====== Auszug
Als Positivbeispiel stellte Lohninger Indien hervor, wo die kürzlich erweiterteten Netzneutralitätsregeln direkt in die Telekommunikationsgesetzen eingearbeitet wurden. Das bedeute: Wer sich nicht an die Regeln halte, riskiere seine Zulassung zum Anbieten von Telekommunikationsleistungen zu verlieren.
Problem: Zero Rating
Als größtes Problem sieht Lohninger, die immer weiter verbreiteten Zero-Rating-Angebote wie Telekom StreamOn und Vodafone Pass, bei denen Kunden für die Nutzung bestimmter Dienste das Datenvolumen nicht berechnet werde. Bei einer Untersuchung wurden in 25 von 29 Ländern solche Angebote gefunden. Nur in elf Ländern davon seien Untersuchungen gestartet worden, ob diese Angebote den Regeln der Netzneutralität entsprächen. Kein einziges der Angebote sei verboten worden.
"Das bedeutet: Die Einzelfallbeurteilung der Zero-Rating-Angebote funktioniert derzeit nicht", schlussfolgert Lohninger. So biete der größte Provider Portugals einen Tarif an, bei dem die Nutzer lediglich 500 MByte Datenvolumen für das freie Internet zur Verfügung gestellt bekommen. Wer damit nicht auskommt, muss Zusatzpakete buchen, die das Datenvolumen jeweils nur für bestimmte Dienste wie Facebook und Instagram oder bestimmte Streaming-Dienste aufstocken.
Zweiseitiger Markt
Die Fortentwicklung der Zero-Rating-Angebote untergräbt nach Auffassung Lohningers die Netzneutralität insgesamt. So hätten es die Provider über diesen Umweg geschafft, einen zweiseitigen Markt zu etablieren, bei denen sie nicht nur von ihren Endkunden, sondern auch von Diensteanbietern effektiv Bezahlungen verlangen könnten.
============
====== Liste der Einträge
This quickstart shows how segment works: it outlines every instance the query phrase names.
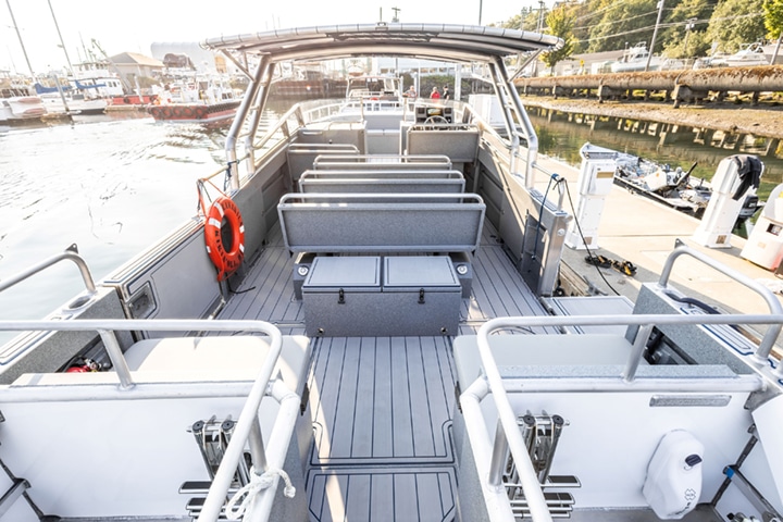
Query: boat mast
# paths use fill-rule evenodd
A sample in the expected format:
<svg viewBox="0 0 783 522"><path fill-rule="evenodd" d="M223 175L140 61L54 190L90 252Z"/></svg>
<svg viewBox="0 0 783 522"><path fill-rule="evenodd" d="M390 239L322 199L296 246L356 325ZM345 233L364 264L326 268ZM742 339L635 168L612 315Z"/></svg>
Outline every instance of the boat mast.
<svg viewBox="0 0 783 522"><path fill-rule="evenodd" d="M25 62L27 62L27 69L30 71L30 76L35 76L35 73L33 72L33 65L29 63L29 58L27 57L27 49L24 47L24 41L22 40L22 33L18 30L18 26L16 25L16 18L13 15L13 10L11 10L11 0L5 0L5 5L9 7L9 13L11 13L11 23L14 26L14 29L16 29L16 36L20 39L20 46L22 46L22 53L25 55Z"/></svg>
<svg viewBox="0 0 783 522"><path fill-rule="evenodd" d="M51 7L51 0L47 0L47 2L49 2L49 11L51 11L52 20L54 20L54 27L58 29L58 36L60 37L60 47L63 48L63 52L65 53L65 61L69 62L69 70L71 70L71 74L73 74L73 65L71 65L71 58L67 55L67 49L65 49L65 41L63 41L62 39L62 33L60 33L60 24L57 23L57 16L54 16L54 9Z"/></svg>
============
====== Liste der Einträge
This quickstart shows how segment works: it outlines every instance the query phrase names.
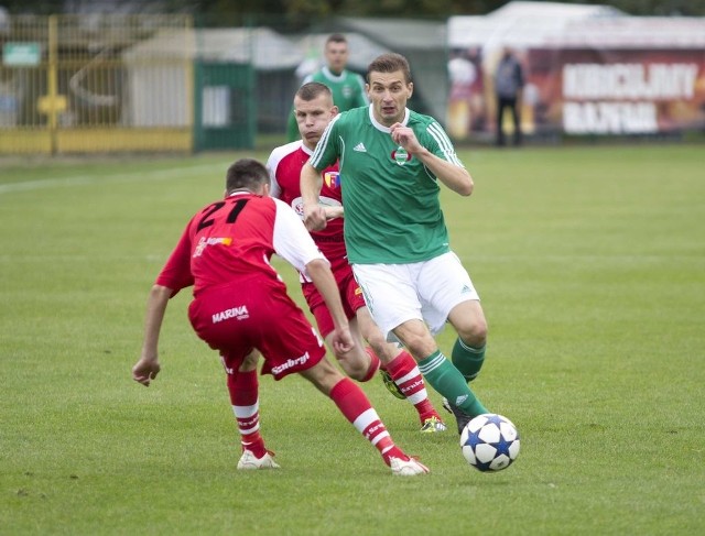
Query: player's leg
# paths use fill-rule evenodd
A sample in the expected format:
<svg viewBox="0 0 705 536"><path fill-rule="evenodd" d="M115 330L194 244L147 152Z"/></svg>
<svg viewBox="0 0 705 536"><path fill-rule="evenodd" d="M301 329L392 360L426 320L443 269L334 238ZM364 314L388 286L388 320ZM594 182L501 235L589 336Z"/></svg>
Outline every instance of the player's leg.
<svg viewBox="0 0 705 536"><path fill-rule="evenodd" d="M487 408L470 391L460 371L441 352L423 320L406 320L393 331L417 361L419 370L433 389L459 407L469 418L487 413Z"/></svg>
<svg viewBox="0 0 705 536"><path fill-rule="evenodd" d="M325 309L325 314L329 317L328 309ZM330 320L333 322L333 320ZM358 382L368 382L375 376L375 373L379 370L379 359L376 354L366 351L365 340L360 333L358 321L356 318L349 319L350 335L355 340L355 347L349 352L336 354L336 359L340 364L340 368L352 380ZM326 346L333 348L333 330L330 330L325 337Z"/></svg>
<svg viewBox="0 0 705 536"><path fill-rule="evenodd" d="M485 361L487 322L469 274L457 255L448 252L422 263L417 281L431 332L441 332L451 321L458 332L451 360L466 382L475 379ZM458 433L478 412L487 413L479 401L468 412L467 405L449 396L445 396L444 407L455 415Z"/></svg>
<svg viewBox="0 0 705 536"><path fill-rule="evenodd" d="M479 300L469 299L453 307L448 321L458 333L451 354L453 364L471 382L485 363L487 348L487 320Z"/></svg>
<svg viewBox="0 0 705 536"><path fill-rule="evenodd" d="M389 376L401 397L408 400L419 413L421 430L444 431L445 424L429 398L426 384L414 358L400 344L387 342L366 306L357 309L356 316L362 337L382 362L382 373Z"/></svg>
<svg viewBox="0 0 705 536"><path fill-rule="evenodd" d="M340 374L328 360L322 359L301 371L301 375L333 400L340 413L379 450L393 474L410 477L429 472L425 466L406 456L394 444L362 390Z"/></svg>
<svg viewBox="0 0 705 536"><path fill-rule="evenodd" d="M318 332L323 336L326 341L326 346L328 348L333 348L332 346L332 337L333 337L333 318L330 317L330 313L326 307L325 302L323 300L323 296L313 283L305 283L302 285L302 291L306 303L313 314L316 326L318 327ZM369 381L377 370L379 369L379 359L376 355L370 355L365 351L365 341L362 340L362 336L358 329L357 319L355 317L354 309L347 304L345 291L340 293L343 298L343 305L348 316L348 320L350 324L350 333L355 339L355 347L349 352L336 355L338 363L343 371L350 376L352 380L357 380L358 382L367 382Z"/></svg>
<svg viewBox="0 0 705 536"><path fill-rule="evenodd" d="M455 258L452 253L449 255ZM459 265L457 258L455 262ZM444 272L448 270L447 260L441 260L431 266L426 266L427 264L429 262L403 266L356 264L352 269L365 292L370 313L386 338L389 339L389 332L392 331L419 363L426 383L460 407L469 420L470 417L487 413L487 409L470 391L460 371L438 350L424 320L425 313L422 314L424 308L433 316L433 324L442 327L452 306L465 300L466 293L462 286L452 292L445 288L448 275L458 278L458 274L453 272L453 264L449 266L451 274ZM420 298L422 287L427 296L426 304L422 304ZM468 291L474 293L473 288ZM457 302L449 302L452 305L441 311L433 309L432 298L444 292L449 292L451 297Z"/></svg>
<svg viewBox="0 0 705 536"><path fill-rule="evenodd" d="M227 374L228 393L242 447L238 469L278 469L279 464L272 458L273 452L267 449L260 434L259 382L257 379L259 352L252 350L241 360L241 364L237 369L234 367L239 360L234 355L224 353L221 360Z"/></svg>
============
====== Liste der Einträge
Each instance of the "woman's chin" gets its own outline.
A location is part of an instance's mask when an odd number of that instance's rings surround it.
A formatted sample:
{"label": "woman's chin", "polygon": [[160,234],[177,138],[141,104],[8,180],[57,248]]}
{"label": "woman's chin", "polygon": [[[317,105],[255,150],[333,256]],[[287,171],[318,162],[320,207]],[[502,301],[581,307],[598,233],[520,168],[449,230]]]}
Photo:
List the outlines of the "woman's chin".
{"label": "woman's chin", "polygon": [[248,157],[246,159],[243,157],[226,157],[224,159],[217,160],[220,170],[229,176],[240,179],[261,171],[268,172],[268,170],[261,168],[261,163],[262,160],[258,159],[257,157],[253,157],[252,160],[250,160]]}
============
Arbeitsauftrag.
Bitte geben Sie an, in wie vielen von 29 Ländern laut dem Auszug bei einer Untersuchung Zero-Rating-Angebote gefunden wurden. Die Einträge sind eigenständiges Material und gehören nicht zum Auszug.

Schriftliche Lösung.
In 25 von 29 Ländern.